Given problem:
Put each line of the material below into a JSON list of strings, one string per line, and leave out any blank lines.
*** Information provided
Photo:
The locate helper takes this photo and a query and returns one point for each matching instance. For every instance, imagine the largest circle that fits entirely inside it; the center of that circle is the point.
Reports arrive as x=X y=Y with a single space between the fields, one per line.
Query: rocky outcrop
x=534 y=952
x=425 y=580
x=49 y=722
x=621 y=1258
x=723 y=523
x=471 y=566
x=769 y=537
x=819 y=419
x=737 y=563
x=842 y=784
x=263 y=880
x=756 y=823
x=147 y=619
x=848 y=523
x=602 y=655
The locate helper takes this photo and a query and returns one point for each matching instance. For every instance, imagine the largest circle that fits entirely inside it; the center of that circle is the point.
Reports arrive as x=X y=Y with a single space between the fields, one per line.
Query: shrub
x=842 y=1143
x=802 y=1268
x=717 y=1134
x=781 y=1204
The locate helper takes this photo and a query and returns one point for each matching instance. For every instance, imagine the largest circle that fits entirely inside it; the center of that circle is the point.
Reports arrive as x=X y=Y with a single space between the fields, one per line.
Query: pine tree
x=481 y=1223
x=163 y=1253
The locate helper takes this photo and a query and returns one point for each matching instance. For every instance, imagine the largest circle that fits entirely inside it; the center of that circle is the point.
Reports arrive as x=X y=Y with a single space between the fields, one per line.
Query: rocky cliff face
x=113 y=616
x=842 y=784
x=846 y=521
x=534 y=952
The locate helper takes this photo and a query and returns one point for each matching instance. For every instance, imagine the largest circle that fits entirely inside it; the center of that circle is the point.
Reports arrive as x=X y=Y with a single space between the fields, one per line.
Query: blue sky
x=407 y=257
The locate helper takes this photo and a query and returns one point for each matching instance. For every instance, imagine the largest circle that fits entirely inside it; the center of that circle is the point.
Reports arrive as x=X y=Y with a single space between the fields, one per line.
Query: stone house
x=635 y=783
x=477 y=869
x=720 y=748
******
Output for this exercise:
[
  "Photo:",
  "The locate helper takes this photo and a query and returns one point for each matching instance. For every instance, imagine the largest circle that fits entirely inside it; the center of that circle is the point.",
  "Reports arrive as x=X y=Y with a single space between the fields, one per line.",
  "Query: rocky outcrop",
  "x=534 y=952",
  "x=425 y=580",
  "x=49 y=722",
  "x=621 y=1258",
  "x=723 y=523",
  "x=471 y=566",
  "x=769 y=537",
  "x=819 y=419",
  "x=737 y=563",
  "x=842 y=784",
  "x=263 y=880",
  "x=756 y=823",
  "x=147 y=619",
  "x=848 y=523",
  "x=602 y=655",
  "The locate helper takes this photo and a query and returns one point for each matching instance. For every instance, imagine the largest circle that fits entirely inside it; the center of that circle is the point.",
  "Reports arrive as x=X y=Y with a single space between the fields, one per line.",
  "Query: shrub",
  "x=842 y=1143",
  "x=802 y=1268",
  "x=717 y=1134",
  "x=781 y=1204",
  "The locate helper takes this photo and a query and returns one point for each matching instance. For every instance, imagine the largest circle that fits entirely inside it; the center of that circle is the point.",
  "Reports arrive as x=X y=Y with a single space between the fields, one per line.",
  "Query: pine tree",
  "x=481 y=1223",
  "x=163 y=1253",
  "The locate helper takes this photo and a query and returns one point for each matching instance. For every instance, imagine the largest circle that fits entirely inside it; the center of that circle is the point.",
  "Reports arrive as x=X y=Y with a single space between the fields, one per line.",
  "Query: rocky cliff face",
  "x=113 y=616",
  "x=842 y=784",
  "x=846 y=521",
  "x=534 y=952",
  "The locate helper takes this photo and a query and returns one point for each matching instance. For every instance, imagine the largest circle that fits entirely inside it; the center of that circle is the point.",
  "Reports arrive as x=X y=Y with a single space between the fields, one per line.",
  "Query: blue sky",
  "x=407 y=257",
  "The locate helper takes this photo and a query and returns one point for each matching instance. For every instance, imagine the largest circle that fits entirely inside it; the center of that circle is the point.",
  "Reports arrive as x=X y=Y with a single space between the fields, one per line.",
  "Query: stone house",
  "x=635 y=783",
  "x=477 y=869",
  "x=720 y=748"
]